▸ **REQUIRED WORK**
a – In the article on the 2023 stock market outlook, what does Bank of America point to as the reason stocks could rise next year? Answer in one to three sentences.
b – Pick up the article on Bank of America's 2023 stock market outlook after its last sentence and keep writing.

start SELECTED EXTRACT

The stock market has one bullish factor to lean on heading into 2023, and it could help drive a 16% rally next year, Bank of America says

Despite the overwhelmingly bearish stock market commentary towards 2023, there is still one factor that could drive upside.Bank of America’s bull case scenario sees the S&P 500 surging 16% to 4,600 by the end of 2023.“Wall Street is bearish, which is bullish,” BofA’s Savita Subramanian said in her 2023 outlook.

Wall Street’s attitude towards the stock market in 2023 is overwhelmingly bearish, but that could ultimately be a bullish factor that drives a turnaround in stock prices, according to Bank of America.

A number of equity strategists from Morgan Stanley, Bank of America, and Deutsche Bank have all suggested that the S&P 500 could fall to as low as 3,000 sometime next year, representing a potential decline of about 26% from current levels.

end SELECTED EXTRACT
start ENTRIES SHOWN

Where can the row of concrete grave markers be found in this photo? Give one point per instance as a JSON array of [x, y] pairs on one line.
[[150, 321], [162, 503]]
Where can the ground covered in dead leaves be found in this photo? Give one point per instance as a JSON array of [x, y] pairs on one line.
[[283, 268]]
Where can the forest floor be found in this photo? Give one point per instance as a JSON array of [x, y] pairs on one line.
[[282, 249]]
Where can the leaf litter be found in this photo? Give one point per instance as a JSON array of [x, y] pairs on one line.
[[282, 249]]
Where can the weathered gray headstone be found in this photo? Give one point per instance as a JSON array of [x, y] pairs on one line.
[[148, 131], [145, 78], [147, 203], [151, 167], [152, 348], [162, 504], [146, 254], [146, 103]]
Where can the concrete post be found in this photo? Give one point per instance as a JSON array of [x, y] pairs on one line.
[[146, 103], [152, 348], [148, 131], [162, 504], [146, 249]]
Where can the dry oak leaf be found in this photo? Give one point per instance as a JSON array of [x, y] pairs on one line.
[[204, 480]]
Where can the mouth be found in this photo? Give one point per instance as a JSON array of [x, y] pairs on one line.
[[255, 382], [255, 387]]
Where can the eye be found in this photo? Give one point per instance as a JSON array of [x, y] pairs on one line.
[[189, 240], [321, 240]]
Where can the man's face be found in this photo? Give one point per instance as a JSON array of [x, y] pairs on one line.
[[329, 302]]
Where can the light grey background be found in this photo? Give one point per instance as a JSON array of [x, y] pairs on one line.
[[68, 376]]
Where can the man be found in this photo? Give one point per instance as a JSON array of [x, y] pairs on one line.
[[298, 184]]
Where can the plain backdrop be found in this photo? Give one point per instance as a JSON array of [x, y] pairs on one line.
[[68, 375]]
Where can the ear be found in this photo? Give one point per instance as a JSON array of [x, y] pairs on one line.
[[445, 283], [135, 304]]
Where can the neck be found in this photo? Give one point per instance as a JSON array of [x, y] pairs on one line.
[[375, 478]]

end ENTRIES SHOWN

▸ **TASK RESPONSES**
a – Bank of America points to Wall Street's overwhelmingly bearish attitude toward stocks in 2023. It says this bearishness could itself become a bullish factor that drives a turnaround in stock prices. As Savita Subramanian put it, "Wall Street is bearish, which is bullish."

b –
Even Bank of America equity strategist Savita Subramanian said in her 2023 outlook that the base case is a flat year of returns, as investors grapple with a likely economic recession, stubbornly high inflation, and liquidity risks from the Federal Reserve’s balance sheet reduction policy. 

But in Subramanian’s bull case scenario for 2023, the S&P 500 could surge 13% to 4,600 on the idea that Wall Street is way too bearish.

“Wall Street is bearish, which is bullish,” she said, pointing to BofA’s Sell Side sentiment indicator that is close to flashing a buy signal. BofA’s proprietary indicator measures sentiment across a group of Wall Street equity strategists, and it has a strong track record of marking a top or bottom for stocks.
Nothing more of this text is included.